### Instructions to follow
Retype the stretch of the piece on self-esteem that starts at "Recently, I was" and stops after "even more laughter.", keeping every word and punctuation mark unchanged.

### Excerpt to read
Segment Open

Recently, I was watching a rising comedian doing his standup routine. At one point in his performance he told a joke that did not elicit any laughter from the audience. He smoothly commented on the fact that it did not go over very well, making fun of himself. The audience then laughed and clapped. The comedian responded by saying, “Please don’t clap for my failures,” which elicited even more laughter.
I thought about this statement. Please Don’t Clap For My Failures. I related it to the well-known high school commencement speech “You’re Not Special” delivered back in 2012. The message delivered by that speech was not to make the graduating class feel badly about themselves, but rather to gently dismantle their false sense of success and perhaps even entitlement due to their parents’ misguided treatment of their “specialness.” In our attempt to cultivate positive self-esteem in our children, we sometimes go overboard in identifying their accomplishments, and either gloss over or try to convert their failures into a positive. Self-esteem is both fundamental and foundational for a happy, healthy child and adult. It is important to understand how your view of yourself develops. Self-esteem is largely built on successful and unsuccessful experiences underscored by the type of feedback your child receives regarding those experiences. Social Learning Theory applies here in that if you are positively recognized for an accomplishment it makes you feel good about yourself. If your actions or performance receives a negative reaction, it makes you feel badly about yourself. It is the accumulation of thousands of these paradigms that eventually shape our self-esteem. Of course, it is far more complicated than that with many other factors coming into play. But for the purpose of this article, let’s keep it simple. In my close to 40 years working with patients I have come to one core conclusion about self-esteem. I believe that a healthy self-esteem consists of a balanced combination of self-recognition of both your strengths as well as an emotional and intellectual acceptance of your weaknesses. Simply providing your child with accolades about their efforts and accomplishments alone will not create a healthy self-esteem.

Segment Closed

### Supplied information

Segment Open

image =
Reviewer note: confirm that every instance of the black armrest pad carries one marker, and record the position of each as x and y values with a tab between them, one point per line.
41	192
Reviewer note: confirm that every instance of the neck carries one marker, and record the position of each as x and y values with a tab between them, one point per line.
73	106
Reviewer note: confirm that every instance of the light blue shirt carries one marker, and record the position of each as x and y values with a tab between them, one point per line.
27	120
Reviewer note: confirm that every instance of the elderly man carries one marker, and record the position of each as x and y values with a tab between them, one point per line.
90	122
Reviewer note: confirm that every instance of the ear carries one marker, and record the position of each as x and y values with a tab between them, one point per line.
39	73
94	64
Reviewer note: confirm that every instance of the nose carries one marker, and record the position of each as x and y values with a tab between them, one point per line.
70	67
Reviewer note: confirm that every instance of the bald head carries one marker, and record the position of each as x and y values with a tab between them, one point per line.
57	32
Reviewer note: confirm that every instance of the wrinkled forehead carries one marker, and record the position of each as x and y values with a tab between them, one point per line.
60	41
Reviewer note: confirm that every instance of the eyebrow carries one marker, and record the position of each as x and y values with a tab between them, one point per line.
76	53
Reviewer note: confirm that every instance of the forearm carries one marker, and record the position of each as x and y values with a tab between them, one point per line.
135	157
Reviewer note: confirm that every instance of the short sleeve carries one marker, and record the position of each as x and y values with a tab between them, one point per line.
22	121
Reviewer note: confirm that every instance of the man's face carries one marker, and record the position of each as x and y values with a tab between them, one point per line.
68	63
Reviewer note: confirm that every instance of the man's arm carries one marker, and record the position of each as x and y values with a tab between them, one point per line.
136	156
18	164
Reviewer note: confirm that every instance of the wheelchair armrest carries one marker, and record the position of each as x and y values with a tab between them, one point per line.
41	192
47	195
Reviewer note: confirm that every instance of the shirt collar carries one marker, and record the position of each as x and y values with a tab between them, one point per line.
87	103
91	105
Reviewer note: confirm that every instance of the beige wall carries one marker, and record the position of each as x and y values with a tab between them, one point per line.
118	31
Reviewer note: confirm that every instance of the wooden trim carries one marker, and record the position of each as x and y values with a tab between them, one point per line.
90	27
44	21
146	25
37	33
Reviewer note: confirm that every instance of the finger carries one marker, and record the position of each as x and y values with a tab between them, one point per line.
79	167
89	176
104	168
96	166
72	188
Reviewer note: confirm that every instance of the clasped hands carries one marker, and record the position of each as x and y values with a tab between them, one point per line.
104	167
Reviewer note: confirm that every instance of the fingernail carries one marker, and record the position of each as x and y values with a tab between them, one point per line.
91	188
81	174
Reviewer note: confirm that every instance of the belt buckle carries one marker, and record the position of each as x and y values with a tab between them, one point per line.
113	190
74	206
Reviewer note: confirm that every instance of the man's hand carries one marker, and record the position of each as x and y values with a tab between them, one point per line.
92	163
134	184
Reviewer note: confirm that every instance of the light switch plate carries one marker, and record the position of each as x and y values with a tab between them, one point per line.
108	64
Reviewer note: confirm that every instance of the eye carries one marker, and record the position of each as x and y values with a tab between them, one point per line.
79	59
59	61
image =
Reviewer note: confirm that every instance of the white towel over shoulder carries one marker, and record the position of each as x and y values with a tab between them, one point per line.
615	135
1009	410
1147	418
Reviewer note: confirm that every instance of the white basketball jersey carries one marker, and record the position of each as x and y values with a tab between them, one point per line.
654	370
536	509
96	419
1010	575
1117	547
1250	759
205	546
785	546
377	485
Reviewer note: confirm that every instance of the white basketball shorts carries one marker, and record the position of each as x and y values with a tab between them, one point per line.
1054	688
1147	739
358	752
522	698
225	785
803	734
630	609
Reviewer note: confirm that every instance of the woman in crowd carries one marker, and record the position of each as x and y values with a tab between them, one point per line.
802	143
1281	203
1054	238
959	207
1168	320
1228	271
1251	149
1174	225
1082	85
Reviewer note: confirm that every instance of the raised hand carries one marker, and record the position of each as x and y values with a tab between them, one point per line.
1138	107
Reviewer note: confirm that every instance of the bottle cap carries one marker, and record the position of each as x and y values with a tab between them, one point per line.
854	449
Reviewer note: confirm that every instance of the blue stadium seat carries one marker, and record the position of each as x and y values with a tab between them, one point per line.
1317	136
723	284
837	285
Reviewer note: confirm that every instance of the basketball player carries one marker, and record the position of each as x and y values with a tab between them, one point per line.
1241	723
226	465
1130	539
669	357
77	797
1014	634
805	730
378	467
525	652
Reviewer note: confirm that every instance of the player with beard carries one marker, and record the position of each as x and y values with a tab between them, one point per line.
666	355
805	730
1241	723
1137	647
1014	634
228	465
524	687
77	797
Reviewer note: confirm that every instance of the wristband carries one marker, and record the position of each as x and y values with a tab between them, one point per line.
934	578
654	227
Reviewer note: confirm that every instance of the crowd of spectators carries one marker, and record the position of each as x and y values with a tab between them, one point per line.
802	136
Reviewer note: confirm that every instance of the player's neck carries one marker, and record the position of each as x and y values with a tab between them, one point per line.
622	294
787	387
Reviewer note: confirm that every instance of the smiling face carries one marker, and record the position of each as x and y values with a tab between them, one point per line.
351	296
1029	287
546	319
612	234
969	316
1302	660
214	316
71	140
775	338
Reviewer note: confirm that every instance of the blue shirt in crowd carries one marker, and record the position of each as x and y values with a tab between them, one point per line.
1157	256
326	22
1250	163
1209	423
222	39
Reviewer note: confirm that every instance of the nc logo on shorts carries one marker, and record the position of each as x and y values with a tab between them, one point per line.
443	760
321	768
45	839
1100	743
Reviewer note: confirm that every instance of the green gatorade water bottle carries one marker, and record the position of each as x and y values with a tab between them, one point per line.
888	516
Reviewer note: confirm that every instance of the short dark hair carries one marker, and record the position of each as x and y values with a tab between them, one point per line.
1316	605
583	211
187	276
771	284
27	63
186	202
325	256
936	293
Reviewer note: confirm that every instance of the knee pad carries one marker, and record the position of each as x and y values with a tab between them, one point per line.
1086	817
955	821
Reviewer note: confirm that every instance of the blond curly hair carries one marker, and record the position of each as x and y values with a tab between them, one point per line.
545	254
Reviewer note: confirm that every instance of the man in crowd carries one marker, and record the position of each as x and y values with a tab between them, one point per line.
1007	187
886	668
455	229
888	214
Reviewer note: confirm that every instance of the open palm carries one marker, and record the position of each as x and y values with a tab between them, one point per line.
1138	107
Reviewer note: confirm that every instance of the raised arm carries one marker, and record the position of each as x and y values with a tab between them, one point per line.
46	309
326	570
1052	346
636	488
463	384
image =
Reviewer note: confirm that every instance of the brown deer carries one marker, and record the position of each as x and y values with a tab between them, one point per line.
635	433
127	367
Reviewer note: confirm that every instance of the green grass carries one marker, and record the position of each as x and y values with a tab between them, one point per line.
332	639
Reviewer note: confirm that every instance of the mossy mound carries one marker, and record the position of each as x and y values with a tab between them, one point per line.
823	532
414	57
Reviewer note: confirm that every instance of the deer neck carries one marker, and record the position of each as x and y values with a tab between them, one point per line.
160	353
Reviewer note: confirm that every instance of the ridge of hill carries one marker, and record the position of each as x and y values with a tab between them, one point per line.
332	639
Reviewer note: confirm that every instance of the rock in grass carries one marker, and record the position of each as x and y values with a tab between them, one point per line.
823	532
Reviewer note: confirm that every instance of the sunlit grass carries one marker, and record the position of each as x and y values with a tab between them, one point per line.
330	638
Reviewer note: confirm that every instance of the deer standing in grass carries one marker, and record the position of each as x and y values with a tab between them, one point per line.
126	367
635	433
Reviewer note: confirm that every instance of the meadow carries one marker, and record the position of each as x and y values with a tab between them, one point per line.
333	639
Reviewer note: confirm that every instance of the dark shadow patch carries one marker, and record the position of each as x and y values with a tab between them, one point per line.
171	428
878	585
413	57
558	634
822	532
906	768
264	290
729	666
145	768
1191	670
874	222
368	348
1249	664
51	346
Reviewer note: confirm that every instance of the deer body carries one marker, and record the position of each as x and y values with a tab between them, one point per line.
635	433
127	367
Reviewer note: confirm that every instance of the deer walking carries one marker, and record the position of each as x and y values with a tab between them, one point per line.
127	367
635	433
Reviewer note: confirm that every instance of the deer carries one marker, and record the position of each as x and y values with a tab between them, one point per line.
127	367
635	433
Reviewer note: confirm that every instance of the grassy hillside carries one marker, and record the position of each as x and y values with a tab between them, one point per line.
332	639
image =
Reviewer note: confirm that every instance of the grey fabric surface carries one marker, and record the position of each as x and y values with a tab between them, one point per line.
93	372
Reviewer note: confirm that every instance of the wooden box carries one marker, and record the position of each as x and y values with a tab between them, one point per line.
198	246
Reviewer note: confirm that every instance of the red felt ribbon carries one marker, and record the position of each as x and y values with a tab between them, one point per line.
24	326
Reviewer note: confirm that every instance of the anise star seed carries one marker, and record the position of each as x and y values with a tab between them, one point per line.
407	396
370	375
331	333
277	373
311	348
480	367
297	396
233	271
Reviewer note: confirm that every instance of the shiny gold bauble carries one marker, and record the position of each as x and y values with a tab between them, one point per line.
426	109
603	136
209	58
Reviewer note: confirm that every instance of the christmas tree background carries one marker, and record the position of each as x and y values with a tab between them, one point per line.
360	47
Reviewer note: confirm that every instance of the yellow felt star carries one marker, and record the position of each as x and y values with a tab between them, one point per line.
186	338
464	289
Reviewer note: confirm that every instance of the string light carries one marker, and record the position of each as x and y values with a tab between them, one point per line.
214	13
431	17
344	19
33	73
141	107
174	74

Segment Closed

### Task answer
Recently, I was watching a rising comedian doing his standup routine. At one point in his performance he told a joke that did not elicit any laughter from the audience. He smoothly commented on the fact that it did not go over very well, making fun of himself. The audience then laughed and clapped. The comedian responded by saying, “Please don’t clap for my failures,” which elicited even more laughter.